#### [WORK TASK]
Omit each picture as you copy the entries exactly.

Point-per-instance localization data
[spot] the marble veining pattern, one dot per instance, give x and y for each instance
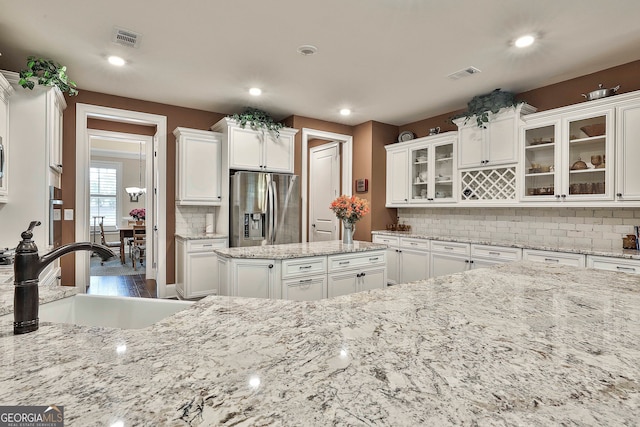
(299, 250)
(620, 253)
(517, 344)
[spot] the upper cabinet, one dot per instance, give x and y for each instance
(257, 150)
(496, 144)
(422, 171)
(198, 167)
(565, 157)
(5, 92)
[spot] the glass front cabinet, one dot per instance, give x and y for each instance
(565, 157)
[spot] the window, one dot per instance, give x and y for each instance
(104, 181)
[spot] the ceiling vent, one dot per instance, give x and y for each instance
(125, 37)
(469, 71)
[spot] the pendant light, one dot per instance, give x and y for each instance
(136, 192)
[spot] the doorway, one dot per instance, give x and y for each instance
(324, 187)
(155, 174)
(346, 145)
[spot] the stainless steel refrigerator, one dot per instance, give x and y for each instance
(265, 209)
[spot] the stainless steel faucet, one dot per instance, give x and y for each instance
(28, 266)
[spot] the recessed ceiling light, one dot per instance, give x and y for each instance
(116, 60)
(524, 41)
(307, 49)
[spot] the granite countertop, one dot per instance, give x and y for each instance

#### [TASK SOLUTION]
[spot] the marble veining pattern, one dot per instance, give x and y for each instance
(299, 250)
(620, 253)
(517, 344)
[spot] the upper cabinet, one dot per instance, give x and y for each instance
(257, 150)
(496, 144)
(422, 171)
(198, 167)
(565, 157)
(5, 92)
[spot] the glass front cabinet, one dot per instance, give x and y for each instance
(565, 157)
[spot] the window, one dot per instance, give x and y for each instance
(104, 181)
[spot] the ceiling vent, one dot per instance, give x and y for each instance
(125, 37)
(469, 71)
[spot] the pendant light, one dot per instance, give x and y for each instance
(136, 192)
[spot] the doorway, one dot per instance, give x and y for each instance
(324, 187)
(155, 174)
(346, 145)
[spot] the stainless steel refrigerator, one dot per instance, give x and y for each instance
(265, 209)
[spot] the stainless steel faucet, one dot per instance, give x and y for each instance
(28, 266)
[spot] the recessed ceiling light, one dot per instance, give x and y for each instance
(116, 60)
(524, 41)
(307, 49)
[spot] the granite countertop, one dot per instance, give x and y for each instance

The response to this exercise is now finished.